■ **Supplied passage**:
━━━━━━━━━━━━━━━━
Three Amazon Interview Questions

November 25, 2016

These three questions come from Career Cup:

First: A kidnapper wants to write a ransom note by cutting characters from the text of a magazine. Given two strings containing the characters of the ransom note and the characters of the magazine, write a program to determine if the ransom note can be formed from the magazine.

Second: Write a program that operates in linear time that finds the item in a list that appears the most times consecutively.

Third: Given two finite streams of integers that are too large to fit in memory, write a program that finds the integers that appear in both streams; it must operate in time linear in the length of the longer of the two streams.

Your task is to write the three programs described above. When you are finished, you are welcome to read or run a suggested solution, or to post your own solution or discuss the exercise in the comments below.

Pages: 1 2

18 Responses to “Three Amazon Interview Questions”

  1. Paul said

    The first two are simple in Python, as you can use Counter and groupby. The third one I think you can solve using a trie. Load first all integers from the shorter sequence in the trie. The trie is much smaller than the sequence of all numbers as the numbers are compressed in a tree like structure. The length of the trie is dependend only on the length of the integers. Than you can scan the longer sequence and check if you find any number. I tested it for 10^7 numbers ranging from -10^6 to 10^6. For 10^8 numbers I got a MemoryError (so this still is not a real solution). The second (longer) sequence can be as long as you like.

    from collections import Counter
    from itertools import groupby
    
    _end = '_end'
    
    def make_trie(*words):
        root = dict()
        for word in words:
            current_dict = root
            for letter in word:
                current_dict = current_dict.setdefault(letter, {})
            current_dict = current_dict.setdefault(_end, _end)
        return root
    
    def in_trie(trie, word):
        current_dict = trie
        for letter in word:
            current_dict = current_dict.get(letter)
            if current_dict is None:
                return False
        else:
            return _end in current_dict
    
    def q1(magazine, message):
        mag = Counter(magazine)
        mes = Counter(message)
        return all(mag[k] >= mes[k] for k in mes.keys())
    
    def q2(seq):
        return max((len(list(g)), k) for k, g in groupby(seq))[1]
    
    def q3(seq1, seq2):
        'assume seq1 < seq2'
        trie = make_trie(*(str(i) for i in seq1))
        for e in seq2:
            if in_trie(trie, str(e)):
                return e
    
  2. Paul said

    Although it was fun the wite the “trie solution” I do not think it really solves the problem. I will think further.
━━━━━━━━━━━━━━━━
(A run of listing records)
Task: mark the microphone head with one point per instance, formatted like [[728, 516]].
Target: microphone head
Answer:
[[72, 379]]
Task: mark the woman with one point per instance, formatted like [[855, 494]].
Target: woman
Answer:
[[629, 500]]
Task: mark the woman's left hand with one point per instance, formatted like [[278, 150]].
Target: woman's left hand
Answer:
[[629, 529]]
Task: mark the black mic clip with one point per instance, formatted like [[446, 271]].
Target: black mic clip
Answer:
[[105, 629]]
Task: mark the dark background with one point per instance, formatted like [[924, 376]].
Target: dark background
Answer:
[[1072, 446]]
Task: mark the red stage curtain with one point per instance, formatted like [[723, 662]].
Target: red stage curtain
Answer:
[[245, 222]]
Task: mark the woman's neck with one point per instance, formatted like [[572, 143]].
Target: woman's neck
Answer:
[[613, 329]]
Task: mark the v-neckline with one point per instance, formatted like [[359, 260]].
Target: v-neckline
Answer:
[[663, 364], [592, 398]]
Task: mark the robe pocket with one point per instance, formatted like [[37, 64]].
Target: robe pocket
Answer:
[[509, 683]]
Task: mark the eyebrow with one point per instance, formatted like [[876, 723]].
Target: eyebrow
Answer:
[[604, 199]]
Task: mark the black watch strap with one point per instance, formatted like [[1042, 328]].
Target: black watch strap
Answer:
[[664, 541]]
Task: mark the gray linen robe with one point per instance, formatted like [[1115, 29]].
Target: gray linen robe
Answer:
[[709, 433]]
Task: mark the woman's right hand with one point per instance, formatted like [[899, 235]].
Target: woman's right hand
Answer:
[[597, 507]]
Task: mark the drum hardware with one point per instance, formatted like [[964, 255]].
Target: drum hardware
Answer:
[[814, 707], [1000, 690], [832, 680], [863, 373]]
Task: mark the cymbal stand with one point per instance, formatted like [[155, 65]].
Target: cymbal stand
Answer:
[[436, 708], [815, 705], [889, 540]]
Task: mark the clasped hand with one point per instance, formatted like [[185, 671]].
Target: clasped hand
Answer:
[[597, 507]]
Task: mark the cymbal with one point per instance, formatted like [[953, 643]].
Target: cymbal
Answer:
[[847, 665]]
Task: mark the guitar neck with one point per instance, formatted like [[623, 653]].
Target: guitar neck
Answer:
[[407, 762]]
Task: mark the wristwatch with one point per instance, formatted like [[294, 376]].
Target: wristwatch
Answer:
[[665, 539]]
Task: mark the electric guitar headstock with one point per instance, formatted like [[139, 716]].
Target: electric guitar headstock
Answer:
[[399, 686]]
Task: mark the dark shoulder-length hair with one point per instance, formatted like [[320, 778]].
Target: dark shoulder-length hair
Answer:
━━━━━━━━━━━━━━━━
■ **Stated goal A**:
Can you reproduce, word for word, the lines of the listing between the one holding "Task: mark the robe" and the one holding "[[664, 541]]", inclusive?
■ **Stated goal B**:
Can you continue the page on three Amazon interview questions past its final sentence?

■ **Output A**:
Task: mark the robe pocket with one point per instance, formatted like [[37, 64]].
Target: robe pocket
Answer:
[[509, 683]]
Task: mark the eyebrow with one point per instance, formatted like [[876, 723]].
Target: eyebrow
Answer:
[[604, 199]]
Task: mark the black watch strap with one point per instance, formatted like [[1042, 328]].
Target: black watch strap
Answer:
[[664, 541]]

■ **Output B**:
  3. matthew said

    For the third problem – if the values are 32 bit integers, it only needs 500MB to store a bitset with 2^32 entries.

  4. Jussi Piitulainen said

    It was not stated that the integers fit in 32 bits. On the contrary, the question can be (mis)construed as stating that the integers themselves are too large to fit in memory!

    It was also not stated which of the two streams is longer, so the solution should not rely on knowing this beforehand.

    But I think the worst case, as the problem is stated, really is such that even the distinct integers in the streams don’t fit in memory at once. What then? Perhaps some unstated assumptions are intended after all. Perhaps the interviewer thinks it somehow obvious that any integer fits in some fixed number of bits.

  5. Paul said

    A possibility would be to mergesort the smaller sequence on disk and split it in parts, that fit in memory. Than scan the longer sequence and try to find a match. This means that for each element you would have to load one of the sorted parts and use bisection to try find a match. It is a long process, but it looks a linear for the longer sequence.

  6. Jussi Piitulainen said

    @Praxis, I suspect that Amazon would, and should, object to restricting characters to the ASCII set. It’s high time to go past 8-bit sets to something approximately Unicode-sized, and so to the hash-based solutions and stuff that you refer to at the end. (To be pedantic, ASCII is a 7-bit set; we used to use a national variant, 30 years ago; but 8-bit sets are not much better any more.)

  7. Jussi Piitulainen said

    It’s also not stated that the shorter sequence is significantly shorter. I think the solution needs to be linear in both.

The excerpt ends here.